** START PROVIDED RECORDS **

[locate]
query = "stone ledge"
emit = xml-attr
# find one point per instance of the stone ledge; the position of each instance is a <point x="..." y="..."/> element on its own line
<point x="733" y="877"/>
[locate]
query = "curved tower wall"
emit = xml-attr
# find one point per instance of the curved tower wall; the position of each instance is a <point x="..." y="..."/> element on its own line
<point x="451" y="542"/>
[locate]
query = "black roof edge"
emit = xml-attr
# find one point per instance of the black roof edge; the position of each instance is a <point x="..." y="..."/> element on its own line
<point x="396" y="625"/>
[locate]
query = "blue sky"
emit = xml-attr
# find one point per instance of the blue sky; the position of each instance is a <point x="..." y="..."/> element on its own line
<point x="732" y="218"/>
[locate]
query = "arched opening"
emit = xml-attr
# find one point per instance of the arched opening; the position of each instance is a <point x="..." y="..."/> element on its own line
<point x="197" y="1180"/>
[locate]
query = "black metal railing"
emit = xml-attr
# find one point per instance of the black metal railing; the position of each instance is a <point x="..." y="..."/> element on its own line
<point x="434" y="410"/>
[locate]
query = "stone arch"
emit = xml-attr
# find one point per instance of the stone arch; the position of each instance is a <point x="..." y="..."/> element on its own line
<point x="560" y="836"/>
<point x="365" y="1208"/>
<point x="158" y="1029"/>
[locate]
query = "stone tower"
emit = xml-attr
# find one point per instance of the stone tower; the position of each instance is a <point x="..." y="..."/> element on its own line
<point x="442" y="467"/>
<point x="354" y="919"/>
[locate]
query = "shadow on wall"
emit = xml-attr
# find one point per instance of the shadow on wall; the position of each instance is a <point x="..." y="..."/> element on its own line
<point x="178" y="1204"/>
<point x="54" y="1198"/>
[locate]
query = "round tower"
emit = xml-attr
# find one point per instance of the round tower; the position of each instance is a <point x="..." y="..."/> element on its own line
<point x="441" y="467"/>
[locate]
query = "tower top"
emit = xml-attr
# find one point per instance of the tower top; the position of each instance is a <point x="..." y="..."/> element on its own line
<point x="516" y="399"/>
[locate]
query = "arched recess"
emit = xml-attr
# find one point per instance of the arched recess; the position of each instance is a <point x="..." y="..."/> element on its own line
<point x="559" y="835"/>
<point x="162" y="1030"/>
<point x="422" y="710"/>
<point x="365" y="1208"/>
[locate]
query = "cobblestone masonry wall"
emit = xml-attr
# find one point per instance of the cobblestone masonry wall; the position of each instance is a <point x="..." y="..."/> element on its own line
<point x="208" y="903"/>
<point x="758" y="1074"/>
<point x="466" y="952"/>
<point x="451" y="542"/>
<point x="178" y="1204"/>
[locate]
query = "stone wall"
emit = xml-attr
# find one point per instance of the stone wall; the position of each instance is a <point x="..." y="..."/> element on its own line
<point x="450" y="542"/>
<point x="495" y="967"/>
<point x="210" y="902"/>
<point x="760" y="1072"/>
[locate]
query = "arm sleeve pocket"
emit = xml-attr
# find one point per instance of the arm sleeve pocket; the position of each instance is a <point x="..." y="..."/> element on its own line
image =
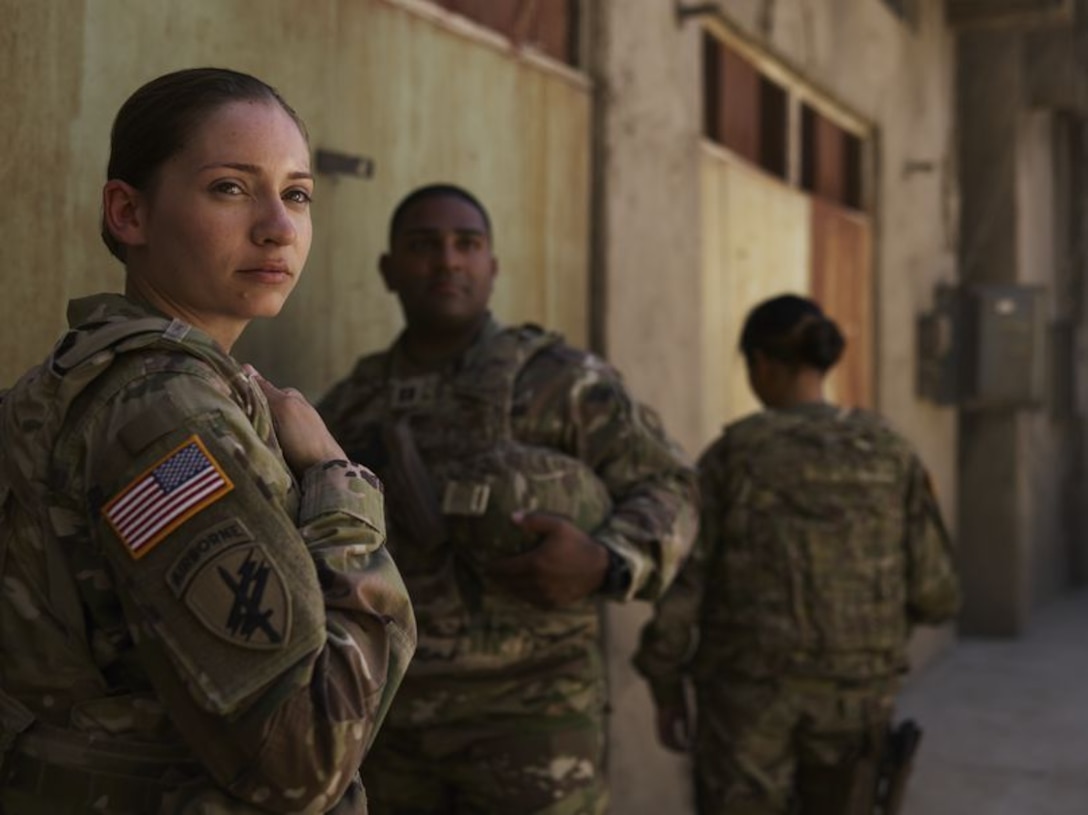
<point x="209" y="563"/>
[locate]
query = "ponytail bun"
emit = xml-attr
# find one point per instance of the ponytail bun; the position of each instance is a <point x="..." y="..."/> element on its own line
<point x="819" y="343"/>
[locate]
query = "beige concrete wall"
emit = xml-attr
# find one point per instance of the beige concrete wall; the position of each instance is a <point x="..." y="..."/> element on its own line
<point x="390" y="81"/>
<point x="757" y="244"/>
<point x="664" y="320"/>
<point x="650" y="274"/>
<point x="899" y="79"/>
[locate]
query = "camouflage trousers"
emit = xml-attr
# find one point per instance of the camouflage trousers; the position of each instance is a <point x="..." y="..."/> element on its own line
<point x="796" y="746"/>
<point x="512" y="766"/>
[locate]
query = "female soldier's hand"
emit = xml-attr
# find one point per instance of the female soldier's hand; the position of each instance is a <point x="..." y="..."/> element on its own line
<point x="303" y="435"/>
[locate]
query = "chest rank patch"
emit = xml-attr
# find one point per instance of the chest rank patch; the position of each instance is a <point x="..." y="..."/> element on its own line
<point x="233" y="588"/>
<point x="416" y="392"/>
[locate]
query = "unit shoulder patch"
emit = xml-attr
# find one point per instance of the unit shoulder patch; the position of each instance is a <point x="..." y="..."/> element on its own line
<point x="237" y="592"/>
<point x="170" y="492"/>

** END PROVIDED RECORDS **

Copy out all of the material exactly as written, without its pictures.

ANSWER FOR THE TASK ▸
[locate]
query = "stone ledge"
emit = xml-attr
# find one point per instance of the stone ledge; the position of each instance is a <point x="..." y="..."/> element on its own line
<point x="733" y="877"/>
[locate]
query = "curved tower wall"
emit = xml-attr
# find one point per instance of the curved tower wall; the position of each instance is a <point x="..." y="..."/> element on its own line
<point x="451" y="542"/>
[locate]
query = "black roof edge"
emit = xml-attr
# find one point per instance of the black roof edge; the position of each instance is a <point x="..." y="..."/> element on its own line
<point x="396" y="625"/>
[locate]
query = "blue sky"
emit = xml-attr
# find one point per instance of the blue sky; the position of each instance is a <point x="..." y="..."/> element on its own line
<point x="732" y="218"/>
[locate]
query = "arched opening"
emit = xml-attr
# find one point per instance of the arched opening; the position of each instance is a <point x="..." y="..."/> element on its own line
<point x="197" y="1180"/>
[locate]
query = "black metal railing"
emit = xml-attr
# find one point per instance of the black metal railing; the position of each instance is a <point x="..." y="..."/> element on its own line
<point x="434" y="410"/>
[locate]
query = "stone arch"
emit = xml-attr
# find one point per instance of the stone arch; the position of each instance is a <point x="..." y="..."/> element on its own line
<point x="560" y="836"/>
<point x="365" y="1208"/>
<point x="158" y="1029"/>
[locate]
query = "stone tower"
emit = xml-attr
# find one point per instance of the stone tower; the position of each instance is a <point x="..." y="..."/> element on its own line
<point x="442" y="467"/>
<point x="354" y="919"/>
[locate]
query = "shadow on wall"
emit = xml-attr
# find one point per instance of the shadow on wall; the position of each instance is a <point x="..." y="..."/> element on its own line
<point x="178" y="1204"/>
<point x="54" y="1198"/>
[locate]
query = "round tower"
emit = xml-attr
# find one point per instance of the round tower; the position of each instance is a <point x="..." y="..."/> element on its own line
<point x="441" y="467"/>
[locate]
query = "tower top"
emit = xml-attr
# find one point per instance of the tower top; the position of each instance is a <point x="..." y="..."/> element on its own line
<point x="516" y="399"/>
[locate]
query = "arched recess"
emit = xml-attr
# find one point per instance of the arched recess; the position of each instance is a <point x="..." y="..."/> element on its own line
<point x="559" y="835"/>
<point x="162" y="1030"/>
<point x="422" y="710"/>
<point x="365" y="1208"/>
[locate]
query = "cobblestone masonry wall"
emit = xml-attr
# find one point per instance of the cobblestone masonry wall; the position of each instance is a <point x="..." y="..."/> element on its own line
<point x="208" y="903"/>
<point x="758" y="1074"/>
<point x="466" y="952"/>
<point x="451" y="542"/>
<point x="178" y="1204"/>
[locate]
query = "stone wall"
emit = xml-attr
# find one point per instance of the stone wall; the position of each instance is a <point x="..." y="..."/> element on its own line
<point x="450" y="542"/>
<point x="495" y="967"/>
<point x="210" y="902"/>
<point x="760" y="1072"/>
[locate]
query = "arm sleeve pocket"
emit = xml-attr
# find one point per instance of the arm sleeve pocket; the position of each instance is a <point x="..." y="..."/> element on its own line
image =
<point x="209" y="563"/>
[locate]
query = "ponytail bun"
emit = xml-attr
# find one point per instance of the ponytail bun; the position of each instance is a <point x="..." y="..."/> element on its own line
<point x="819" y="343"/>
[locate]
query = "beige concrete wall"
emit = xml-attr
# find one point per instance of the beige concrete wall; the position of each instance is a <point x="..." y="..."/> element on its own line
<point x="390" y="81"/>
<point x="757" y="244"/>
<point x="664" y="320"/>
<point x="650" y="274"/>
<point x="899" y="79"/>
[locate]
query = "camouflage trousers"
emit = xml-attr
# find one point per instance of the camouflage trousers; the position of each instance is a <point x="..." y="..."/> element on its own line
<point x="796" y="746"/>
<point x="512" y="766"/>
[locate]
query = "female soldier's hand"
emit = xml-attr
# find one point per instance of the female soldier's hand; the position of each instance is a <point x="..." y="..."/> element on its own line
<point x="303" y="435"/>
[locate]
query = "chest rank patch"
emit = xml-attr
# find one point per instance of the chest rank patch; the position of each instance is a <point x="..." y="..."/> element on its own line
<point x="233" y="588"/>
<point x="416" y="392"/>
[locate]
query = "unit shoulder patch"
emit = xml-attr
# find one point per instance of the unit shoulder patch; the position of each instance is a <point x="..." y="..."/> element on its own line
<point x="237" y="592"/>
<point x="170" y="492"/>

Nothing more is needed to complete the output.